JOB 1
Rewrite the listing from its first line through the line containing "pixel 766 435", replacing "green bush" with "leafy shrub" and leaving everything else unchanged.

Two brilliant moves that helped create the Apple iOS powerhouse
Most new announcements by Apple are digested and understood by the tech press instantaneously. Great products are great products, and it doesn't take much time to realize how exciting things like the iPad or Retina displays are. But some moves can take years to completely understand.
So, I now bring you, my two favorite tactical moves by Apple, which I have only recently come to fully appreciate.
Move #1: Windows Compatible iPods
I remember it like it was yesterday. The summer of 2002.
I had a summer internship as a programmer. I was excited about using my new salary to purchase an mp3 player so that I could listen to music at work. At that point in time, I predominantly used Linux on the desktop.
As a devoted Slashdot reader, I was up to speed on the newest mp3 players on the market, and given my massive, Napster-provided music collection, I opted to buy a “Creative Nomad”. The problem was the mp3 syncing software required Windows… oh and it was terrible. The software was so terrible that I quickly returned it to the Palo Alto Fry's. (If you have ever shopped at Fry's you would know that my returned product most likely got a white sticker put on & was placed right back on the shelves). I had read that the Archos mp3 player software was even worse, so I instead opted to buy an iPod. Apple had just released Windows compatibility for the iPod, and I had read the software was great. Well… the software wasn't great, but it was great by comparison.
The announcement that Apple was going to sell Windows-compatible iPods was surprising to me, and even now it seems like a non-obvious move. Taking their beautiful hardware and subjecting it to Windows users must have been controversial inside of the company. It just didn't seem like something Jobs would do.
But that iPod was the first Apple device I had ever purchased. It was the first Apple device for a lot of people. This seemingly un-Apple move became a defining Apple move. By casually co-opting the Windows userbase, Apple made Windows desktop marketshare irrelevant in the mobile-centric world that would soon come into being.
Suddenly, everyone had an iPod… and whether or not you used Windows or Mac was completely irrelevant. This trend has continues: what OS do you think runs on the legacy desktops of folks buying iPads? Do Windows consumers even consider buying an iPhone or iPad “switching”? I am not sure anyone (outside of Apple?) truly understood the brilliance of this move at the time. But Windows-compatible iPods paved the way for the iPhone. For iOS. For the iPad.
Move #2: Market segmentation by Moore's law
If you are in the business of selling gizmos and gadgets, you live and die by the product cycle. Part of a product rollout is the quiet dumping of the previous model. This isn't just electronics, ie car dealers have closeout sales to clear out last years model. New product rollouts are part of a constant replacement cycle, and that's what keeps everyone in business.
From a manufacturing perspective, before the product is released, new manufacturing capacity must be spun up to create sufficient inventory at launch. It can take quite a bit of time to spin up a new device and get it in a place with high reliability and yield. Manufacturing competency is both impossibly hard and vitally important, so it's easy to see why expertise in this area is one reason Tim Cook earned the CEO role.
At my previous company I had some interaction with the [manufacturer redacted] Android team. I found it very strange that there were several mobile teams at [manufacturer redacted], each building Android devices as part of different market segments. They had one team working on a phone for the low-end of the market, another working on a phone for business users, and so on. Product managers inside of [manufacturer redacted] were responsible for creating product requirements for each handset, then delivering it within a certain budget. There were separate marketing and rollout schedules for each device. The one detail that blew me away was that these different devices were going to ship with different versions of Android. I seem to recall the low end phone was still on 1.5, and the others were 1.6. Holy sh\t*.

JOB 2
Continue the piece on Apple's two tactical moves, picking up right after its last sentence.

(Data extracted from a collection)
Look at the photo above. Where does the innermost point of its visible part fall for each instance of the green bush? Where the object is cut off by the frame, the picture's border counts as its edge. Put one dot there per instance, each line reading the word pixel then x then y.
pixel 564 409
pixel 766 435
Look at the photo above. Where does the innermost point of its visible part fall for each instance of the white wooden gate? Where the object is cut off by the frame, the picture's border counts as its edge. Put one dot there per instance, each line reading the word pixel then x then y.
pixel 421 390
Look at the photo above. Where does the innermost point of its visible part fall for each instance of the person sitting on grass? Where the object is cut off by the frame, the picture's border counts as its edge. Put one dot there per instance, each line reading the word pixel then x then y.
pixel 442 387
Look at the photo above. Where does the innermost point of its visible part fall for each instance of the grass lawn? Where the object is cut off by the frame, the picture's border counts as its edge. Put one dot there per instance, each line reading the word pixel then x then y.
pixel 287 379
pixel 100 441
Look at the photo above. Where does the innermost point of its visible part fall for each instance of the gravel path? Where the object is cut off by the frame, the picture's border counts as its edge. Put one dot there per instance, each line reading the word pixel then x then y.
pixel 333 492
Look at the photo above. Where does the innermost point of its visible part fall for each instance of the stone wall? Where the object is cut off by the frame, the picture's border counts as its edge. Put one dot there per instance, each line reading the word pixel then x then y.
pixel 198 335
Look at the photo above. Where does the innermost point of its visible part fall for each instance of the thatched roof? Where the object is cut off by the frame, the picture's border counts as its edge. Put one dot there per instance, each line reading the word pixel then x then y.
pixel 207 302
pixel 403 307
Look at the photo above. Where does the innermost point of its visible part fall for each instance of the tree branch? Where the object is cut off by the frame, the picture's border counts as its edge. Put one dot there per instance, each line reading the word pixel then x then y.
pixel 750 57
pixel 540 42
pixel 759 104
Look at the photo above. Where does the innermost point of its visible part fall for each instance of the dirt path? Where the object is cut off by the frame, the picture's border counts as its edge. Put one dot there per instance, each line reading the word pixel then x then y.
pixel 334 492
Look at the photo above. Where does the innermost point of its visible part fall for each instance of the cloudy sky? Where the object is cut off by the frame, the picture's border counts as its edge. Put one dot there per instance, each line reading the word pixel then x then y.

TASK ANSWER 1
Look at the photo above. Where does the innermost point of its visible part fall for each instance of the leafy shrub? Where the object is cut off by the frame, the picture's border counts as its edge. Put one dot there per instance, each line reading the word pixel then x then y.
pixel 564 409
pixel 766 435

TASK ANSWER 2
In contrast, when a new iPhone model is released Apple doesn't shut down the line and liquidate inventory. Rather, Apple keeps some percentage of manufacturing capacity devoted to this legacy model. Manufacturing the old device is easy by this point; it's a fully debugged process with increasingly cheaper components. I remember when the implications of this completely sunk in: Apple is doing market segmentation off of a single product line!
Let's drill down into the full implications of this: in the Apple org chart, the iPhone is a single product. This single product is built by a single product team, a single software team, and a single marketing team. They put all of their energy into building the single greatest product they can. Without expending any effort, they simply let Moore's law transform today's great product into tomorrow's entry-level device. No need to re-tool, no need to pollute your own channel, no duplicative corporate ass-hattery.
To demonstrate how powerful price and market segmentation can be, lets take a moment to recall the great Palm WebOS tablet liquidation of 2011. One day, out of nowhere, all tablets in the channel were unceremoniously liquidated after HP announced WebOS was going away. Lo and behold, the product that they couldn't sell to save their lives flew off the shelves at the $99 price point.
Getting back to Apple, right now you can go out and “buy” the flagship iPhone that was originally released 3 years ago for $0 (or the one released 2 years ago for $99) -OR- you can get an entry-level Phantek Astroglide which inexplicably runs Android 2.2, looks like a Hummer, & has 3 hours of battery life.
Why hasn't Dell or Samsung or HP implemented their own version of the “Moore's law market segmentation” strategy? Nothing about this strategy would seem to require it to happen at only Apple (or is specific to mobile devices). I am sure there are a lot of reasons, and there is a very good chance I simply don't understand the hardware supply chain complexity.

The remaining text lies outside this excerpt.